The Division of Richmond is an Australian electoral division in the state of New South Wales.

History

The division was proclaimed in 1900, and was one of the original 65 divisions to be contested at the first federal election. The division is named after the area in which it is located, namely the Richmond Valley and Richmond River, which was named in honour of Charles, the fifth Duke of Richmond.

Historically, the division has been a rural seat and fairly safe for the National Party (formerly called the Country Party), which held it for all but six years from 1922 to 2004. For 55 of those years, it was held by three generations of the Anthony family—Hubert Lawrence Anthony (a minister in the Fadden and Menzies governments), Doug Anthony (leader of the National Party from 1971 to 1984 and Deputy Prime Minister in the Gorton, McMahon and Fraser governments) and Larry Anthony (a minister in the Howard government)—the first three-generation dynasty in the Australian House of Representatives. However, it became far less safe for the Nationals from 1983 onward, and strong population growth over the last three decades has seen it progressively lose its rural territory and reduced it to a more coastal-based and urbanised division. Accompanying demographic change has made the seat friendlier to Labor since the 1990s.

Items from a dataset
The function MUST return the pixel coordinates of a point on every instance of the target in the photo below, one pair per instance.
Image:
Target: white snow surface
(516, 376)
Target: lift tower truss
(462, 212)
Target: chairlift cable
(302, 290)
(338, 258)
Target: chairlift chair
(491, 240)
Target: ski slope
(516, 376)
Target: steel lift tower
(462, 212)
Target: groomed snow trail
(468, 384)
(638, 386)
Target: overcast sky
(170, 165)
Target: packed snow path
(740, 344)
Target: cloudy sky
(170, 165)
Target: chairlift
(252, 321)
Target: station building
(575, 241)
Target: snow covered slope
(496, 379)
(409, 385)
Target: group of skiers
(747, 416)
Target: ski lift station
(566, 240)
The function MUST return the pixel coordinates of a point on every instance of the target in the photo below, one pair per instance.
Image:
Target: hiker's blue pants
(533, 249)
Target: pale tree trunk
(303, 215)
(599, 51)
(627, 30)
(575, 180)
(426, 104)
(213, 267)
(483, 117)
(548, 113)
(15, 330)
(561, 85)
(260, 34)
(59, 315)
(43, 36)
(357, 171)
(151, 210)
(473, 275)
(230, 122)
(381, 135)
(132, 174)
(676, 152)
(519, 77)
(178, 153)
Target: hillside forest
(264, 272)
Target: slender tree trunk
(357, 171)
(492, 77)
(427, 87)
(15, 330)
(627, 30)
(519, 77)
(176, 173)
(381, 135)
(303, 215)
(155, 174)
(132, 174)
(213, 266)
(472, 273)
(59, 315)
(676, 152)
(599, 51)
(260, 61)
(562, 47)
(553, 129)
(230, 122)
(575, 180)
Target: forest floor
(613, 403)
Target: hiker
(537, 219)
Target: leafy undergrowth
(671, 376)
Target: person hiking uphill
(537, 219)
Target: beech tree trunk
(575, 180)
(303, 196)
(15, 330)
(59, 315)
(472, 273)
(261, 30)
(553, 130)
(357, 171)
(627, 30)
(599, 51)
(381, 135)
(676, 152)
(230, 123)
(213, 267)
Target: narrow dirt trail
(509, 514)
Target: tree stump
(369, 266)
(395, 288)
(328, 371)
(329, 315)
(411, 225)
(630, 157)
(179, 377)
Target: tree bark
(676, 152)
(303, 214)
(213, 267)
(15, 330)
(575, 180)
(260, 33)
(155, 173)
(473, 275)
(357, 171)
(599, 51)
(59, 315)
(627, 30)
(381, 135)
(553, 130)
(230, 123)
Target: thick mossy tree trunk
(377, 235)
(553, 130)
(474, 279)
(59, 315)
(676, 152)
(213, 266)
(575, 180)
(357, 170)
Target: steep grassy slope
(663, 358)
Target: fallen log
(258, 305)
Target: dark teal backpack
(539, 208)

# PROBLEM REQUIREMENTS
Carry on the text about the Division of Richmond, starting right after its final sentence. These entries come from a source other than the text.

# WRITTEN ANSWER
The division's most notable member outside of the Anthony family was Charles Blunt, leader of the National Party from 1989 to 1990. His tenure was short-lived, however. Just months after becoming leader of the Nationals, he was defeated in the 1990 election when the preferences of anti-nuclear activist Helen Caldicott allowed Neville Newell to claim the seat for Labor for the first time ever, despite only winning 27 percent of first preferences. It was only the second time that a major party leader had lost his own seat in an election. Larry Anthony (junior) regained the seat for the Nationals in 1996, only to be defeated by Labor's Justine Elliot in 2004—the first time a member of the Anthony family had been unseated in an election. In 2007, Elliot picked up a large swing as Labor won government, technically making Richmond a safe Labor seat. She retained the seat at the 2010, 2013 and 2016 elections. The victory in 2013 came even as Labor lost government, marking the second time (her 2004 victory being the first) that the non-Labor parties have been in government without holding Richmond.
Also shortly after Elliot's reelection in 2010, it marked the longest time the Labor Party has held the seat.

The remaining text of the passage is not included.